Give all of the lines again exactly as they read.

Items from a data source
______________________________

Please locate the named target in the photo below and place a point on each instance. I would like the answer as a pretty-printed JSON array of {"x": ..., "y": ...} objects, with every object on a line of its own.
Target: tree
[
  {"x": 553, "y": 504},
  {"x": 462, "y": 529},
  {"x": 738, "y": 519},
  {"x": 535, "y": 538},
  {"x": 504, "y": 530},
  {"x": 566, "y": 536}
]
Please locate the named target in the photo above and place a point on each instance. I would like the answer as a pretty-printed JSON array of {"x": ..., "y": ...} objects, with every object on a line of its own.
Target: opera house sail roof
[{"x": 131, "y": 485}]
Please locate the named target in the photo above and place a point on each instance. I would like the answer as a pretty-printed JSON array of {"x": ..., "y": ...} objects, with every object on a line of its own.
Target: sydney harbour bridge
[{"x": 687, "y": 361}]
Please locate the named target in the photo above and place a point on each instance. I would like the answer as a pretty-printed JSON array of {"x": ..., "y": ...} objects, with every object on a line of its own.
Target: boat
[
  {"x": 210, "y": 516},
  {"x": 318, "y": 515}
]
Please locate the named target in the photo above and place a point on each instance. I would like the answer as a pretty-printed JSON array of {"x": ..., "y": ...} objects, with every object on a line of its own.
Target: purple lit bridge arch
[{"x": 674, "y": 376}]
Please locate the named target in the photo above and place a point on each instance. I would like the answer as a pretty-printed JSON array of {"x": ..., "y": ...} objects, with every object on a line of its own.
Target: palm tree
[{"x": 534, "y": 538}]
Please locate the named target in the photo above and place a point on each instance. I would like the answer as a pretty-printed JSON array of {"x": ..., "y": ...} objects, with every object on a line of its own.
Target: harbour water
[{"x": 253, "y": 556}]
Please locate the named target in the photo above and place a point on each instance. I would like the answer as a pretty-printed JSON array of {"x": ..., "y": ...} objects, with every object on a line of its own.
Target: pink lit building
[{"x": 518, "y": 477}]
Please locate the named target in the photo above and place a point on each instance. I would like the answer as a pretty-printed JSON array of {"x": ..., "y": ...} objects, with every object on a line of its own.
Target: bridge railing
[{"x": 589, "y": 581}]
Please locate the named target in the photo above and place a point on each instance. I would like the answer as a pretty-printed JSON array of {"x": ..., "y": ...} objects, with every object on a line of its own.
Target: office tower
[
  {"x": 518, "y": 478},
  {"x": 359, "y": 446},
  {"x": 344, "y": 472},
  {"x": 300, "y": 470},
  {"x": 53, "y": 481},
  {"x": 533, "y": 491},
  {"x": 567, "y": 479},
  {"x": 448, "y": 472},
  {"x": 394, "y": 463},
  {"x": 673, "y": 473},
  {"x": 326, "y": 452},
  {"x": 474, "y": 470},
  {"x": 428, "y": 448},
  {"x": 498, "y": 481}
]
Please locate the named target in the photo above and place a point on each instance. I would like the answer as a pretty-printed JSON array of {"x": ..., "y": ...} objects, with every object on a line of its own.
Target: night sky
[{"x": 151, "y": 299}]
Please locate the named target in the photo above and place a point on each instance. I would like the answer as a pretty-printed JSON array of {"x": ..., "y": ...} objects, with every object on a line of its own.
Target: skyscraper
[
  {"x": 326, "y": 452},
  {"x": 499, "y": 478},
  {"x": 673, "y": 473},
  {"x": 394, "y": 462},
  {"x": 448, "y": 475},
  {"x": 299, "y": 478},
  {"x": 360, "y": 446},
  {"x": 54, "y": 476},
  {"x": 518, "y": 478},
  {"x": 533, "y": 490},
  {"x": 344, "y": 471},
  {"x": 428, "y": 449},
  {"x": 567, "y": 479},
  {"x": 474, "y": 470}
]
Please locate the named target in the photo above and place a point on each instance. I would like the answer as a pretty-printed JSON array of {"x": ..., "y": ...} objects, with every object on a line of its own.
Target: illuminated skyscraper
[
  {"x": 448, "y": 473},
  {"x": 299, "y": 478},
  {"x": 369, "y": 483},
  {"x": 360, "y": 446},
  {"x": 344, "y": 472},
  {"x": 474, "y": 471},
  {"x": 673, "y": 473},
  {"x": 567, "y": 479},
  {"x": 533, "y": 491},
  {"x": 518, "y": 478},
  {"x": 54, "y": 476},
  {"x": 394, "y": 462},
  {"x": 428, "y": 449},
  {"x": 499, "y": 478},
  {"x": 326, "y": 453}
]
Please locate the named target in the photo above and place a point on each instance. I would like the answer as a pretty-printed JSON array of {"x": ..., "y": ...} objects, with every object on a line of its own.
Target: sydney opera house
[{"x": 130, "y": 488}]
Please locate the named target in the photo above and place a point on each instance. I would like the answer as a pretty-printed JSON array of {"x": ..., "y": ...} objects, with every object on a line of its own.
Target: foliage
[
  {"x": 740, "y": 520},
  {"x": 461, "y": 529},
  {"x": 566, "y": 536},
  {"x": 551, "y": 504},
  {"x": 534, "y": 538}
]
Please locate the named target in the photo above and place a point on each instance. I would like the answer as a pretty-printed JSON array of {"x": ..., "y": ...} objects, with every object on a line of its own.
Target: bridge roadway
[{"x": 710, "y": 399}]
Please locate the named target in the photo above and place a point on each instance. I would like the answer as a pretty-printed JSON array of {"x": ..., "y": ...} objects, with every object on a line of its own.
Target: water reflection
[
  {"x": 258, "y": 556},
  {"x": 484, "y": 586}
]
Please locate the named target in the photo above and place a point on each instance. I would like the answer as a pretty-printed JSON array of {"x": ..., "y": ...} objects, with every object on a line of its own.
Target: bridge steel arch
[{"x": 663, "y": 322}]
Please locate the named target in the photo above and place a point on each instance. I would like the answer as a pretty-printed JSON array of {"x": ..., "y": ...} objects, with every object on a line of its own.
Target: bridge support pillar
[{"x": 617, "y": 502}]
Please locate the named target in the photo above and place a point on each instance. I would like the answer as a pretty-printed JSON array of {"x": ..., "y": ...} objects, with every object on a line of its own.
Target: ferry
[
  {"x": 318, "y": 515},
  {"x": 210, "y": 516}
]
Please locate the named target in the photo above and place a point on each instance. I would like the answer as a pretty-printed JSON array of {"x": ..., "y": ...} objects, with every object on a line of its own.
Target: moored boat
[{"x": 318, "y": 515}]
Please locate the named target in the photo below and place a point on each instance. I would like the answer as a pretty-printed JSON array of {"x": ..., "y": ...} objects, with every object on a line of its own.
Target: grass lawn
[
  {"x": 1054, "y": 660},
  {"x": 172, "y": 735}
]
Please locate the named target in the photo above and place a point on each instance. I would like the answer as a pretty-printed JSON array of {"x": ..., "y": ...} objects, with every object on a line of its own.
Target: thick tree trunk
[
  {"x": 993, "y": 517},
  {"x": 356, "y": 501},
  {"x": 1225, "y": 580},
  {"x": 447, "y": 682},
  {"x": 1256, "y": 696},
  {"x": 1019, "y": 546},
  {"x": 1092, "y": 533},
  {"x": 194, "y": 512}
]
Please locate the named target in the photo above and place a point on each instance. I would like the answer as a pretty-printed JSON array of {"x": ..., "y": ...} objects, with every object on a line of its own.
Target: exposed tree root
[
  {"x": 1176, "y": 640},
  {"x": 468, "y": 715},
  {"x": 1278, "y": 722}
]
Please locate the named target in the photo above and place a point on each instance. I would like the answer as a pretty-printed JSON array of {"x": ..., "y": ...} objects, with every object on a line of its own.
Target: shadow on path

______________________________

• Task output
Please locate the named target in the photo below and place a point on each instance. I would like the answer as a pretty-printed JSON array of {"x": ..., "y": ...} objects, with every object on a line of its own.
Target: tree
[
  {"x": 553, "y": 504},
  {"x": 462, "y": 529},
  {"x": 738, "y": 519},
  {"x": 535, "y": 538},
  {"x": 504, "y": 530},
  {"x": 566, "y": 536}
]
Please locate the named target in the photo above and place a point on each instance. I would like the answer as a pretty-printed JSON array of {"x": ..., "y": ...} objects, with every object on a line of its own.
Target: opera house sail roof
[{"x": 131, "y": 485}]
Please locate the named target in the photo above and place a point on each instance. I would like the answer as a pretty-printed JSON array of {"x": ..., "y": ...} objects, with every object on a line of its own.
Target: sydney harbour bridge
[{"x": 687, "y": 361}]
Please locate the named target in the photo above and place a point on each instance. I would like the answer as a pretty-printed JSON array of {"x": ..., "y": ...} objects, with every object on a line of its own.
Target: boat
[
  {"x": 210, "y": 516},
  {"x": 318, "y": 515}
]
Please locate the named target in the photo above and place a point on each instance. I would like the answer as a pretty-printed JSON array of {"x": ..., "y": ...} objects, with every object on a line of its own.
Target: purple lit bridge arch
[{"x": 674, "y": 376}]
Please locate the named target in the photo above and place a point on each instance. I would like the answer as a pretty-printed JSON array of {"x": ..., "y": ...} objects, with every object on a line of its own.
Target: palm tree
[{"x": 534, "y": 538}]
Please locate the named target in the photo above and place a point on each instance. I would like the answer as a pretty-printed JSON array of {"x": ..., "y": ...} objects, with every object on a line of its own.
Target: harbour water
[{"x": 253, "y": 556}]
Please locate the named target in the photo above and place a point on each instance. I would like the answer as a pretty-printed JSON array of {"x": ..., "y": ...} objects, with every object on a line of its own.
Target: pink lit building
[{"x": 518, "y": 477}]
Please locate the named target in the photo above and place a point on each instance. I would like the answer as a pretty-printed JSON array of {"x": ..., "y": ...} objects, with every object on a line of its own.
Target: bridge railing
[{"x": 589, "y": 581}]
Please locate the named target in the photo above and place a point on each instance. I would like the answer as a pretty-printed JSON array of {"x": ..., "y": ...} objects, with every object on a line of its own.
Target: office tower
[
  {"x": 518, "y": 478},
  {"x": 359, "y": 446},
  {"x": 344, "y": 472},
  {"x": 300, "y": 470},
  {"x": 53, "y": 481},
  {"x": 533, "y": 491},
  {"x": 567, "y": 479},
  {"x": 448, "y": 472},
  {"x": 394, "y": 463},
  {"x": 673, "y": 473},
  {"x": 326, "y": 452},
  {"x": 474, "y": 470},
  {"x": 428, "y": 448},
  {"x": 498, "y": 481}
]
Please locate the named target in the photo above and place a point on each instance. I would like the answer as a pretty-printed JSON array of {"x": ..., "y": ...} objects, with every object on a line of its own.
Target: night sky
[{"x": 151, "y": 299}]
Please locate the named target in the photo above and place a point on each instance. I would like the answer as a pretty-printed JSON array of {"x": ..., "y": ...} objects, with every object on a line of its own.
Target: skyscraper
[
  {"x": 326, "y": 452},
  {"x": 499, "y": 478},
  {"x": 673, "y": 473},
  {"x": 394, "y": 462},
  {"x": 448, "y": 475},
  {"x": 299, "y": 478},
  {"x": 360, "y": 446},
  {"x": 54, "y": 476},
  {"x": 518, "y": 478},
  {"x": 533, "y": 490},
  {"x": 344, "y": 471},
  {"x": 428, "y": 449},
  {"x": 567, "y": 479},
  {"x": 474, "y": 470}
]
Please locate the named target in the photo above and place a point on each instance. I would like the answer as a pretty-printed JSON array of {"x": ..., "y": ...} objects, with every object on a line of its own.
Target: illuminated skyscraper
[
  {"x": 448, "y": 473},
  {"x": 299, "y": 478},
  {"x": 369, "y": 483},
  {"x": 360, "y": 446},
  {"x": 344, "y": 472},
  {"x": 474, "y": 471},
  {"x": 673, "y": 473},
  {"x": 567, "y": 479},
  {"x": 533, "y": 491},
  {"x": 518, "y": 478},
  {"x": 54, "y": 476},
  {"x": 394, "y": 462},
  {"x": 428, "y": 449},
  {"x": 499, "y": 478},
  {"x": 326, "y": 453}
]
Please locate the named target in the photo above and place a point on each instance. I would like the answer as a pretty-printed JSON array of {"x": ..., "y": ...} objects, with every object on a line of its own.
Target: sydney opera house
[{"x": 130, "y": 488}]
Please locate the named target in the photo above and place a point on each instance. I would like the answer as a pretty-printed JSON array of {"x": ..., "y": ...} objects, with every object on a line of its own.
Target: foliage
[
  {"x": 740, "y": 520},
  {"x": 461, "y": 529},
  {"x": 566, "y": 536},
  {"x": 551, "y": 504},
  {"x": 534, "y": 538}
]
Please locate the named target in the photo above and place a point on each instance. I would like the answer as a pretty-printed JSON array of {"x": ..., "y": ...} objects, with every object on a line of its own.
Target: bridge roadway
[{"x": 710, "y": 399}]
Please locate the named target in the photo above and place a point on each instance. I would like the answer as a pretty-printed JSON array of {"x": ..., "y": ...} objects, with every object on a line of its own.
Target: water reflection
[
  {"x": 258, "y": 556},
  {"x": 484, "y": 586}
]
Please locate the named target in the photo above and place a point on each instance. I would like the answer as a pretty-printed JSON array of {"x": ..., "y": ...} objects, with every object on a line of its own.
Target: bridge steel arch
[{"x": 663, "y": 322}]
Please locate the named target in the photo above and place a point on each instance. I would like the answer as a pretty-printed JSON array of {"x": ..., "y": ...} objects, with every object on a line of its own.
Target: bridge support pillar
[{"x": 617, "y": 502}]
Please locate the named target in the photo above and place a point on each instance. I would like the answer as a pretty-printed JSON array of {"x": ..., "y": ...} objects, with every object on a line of its own.
Target: ferry
[
  {"x": 318, "y": 515},
  {"x": 210, "y": 516}
]
Please locate the named target in the photo above and place a point on each instance. I would like the answer as a pretty-printed JSON array of {"x": ..., "y": ...} objects, with every object on a line of its own.
Target: moored boat
[{"x": 318, "y": 515}]
Please locate the named target in the photo below and place a point on each instance. I would like the answer as a pretty-printed JSON array of {"x": ..., "y": ...} objects, with every object on a line of its own.
Target: grass lawn
[
  {"x": 1054, "y": 660},
  {"x": 172, "y": 735}
]
Please locate the named target in the photo above and place a point on each instance. I would like the answer as a pretty-printed JSON array of {"x": ..., "y": ...} objects, with every object on a line of its own.
Target: thick tree trunk
[
  {"x": 993, "y": 517},
  {"x": 356, "y": 501},
  {"x": 1225, "y": 580},
  {"x": 447, "y": 682},
  {"x": 1256, "y": 696},
  {"x": 1019, "y": 546},
  {"x": 1092, "y": 533},
  {"x": 194, "y": 512}
]
Please locate the named target in the photo above and place a point on each instance. I would like the answer as a pretty-printed JSON array of {"x": ..., "y": ...} objects, with every object on a line of its own.
Target: exposed tree root
[
  {"x": 1176, "y": 640},
  {"x": 468, "y": 715},
  {"x": 1278, "y": 722}
]
Please locate the named target in the photo above and place a point on each instance. I would like the answer as a pretty-printed JSON array of {"x": ..., "y": ...} objects, with every object on a line of its own.
Target: shadow on path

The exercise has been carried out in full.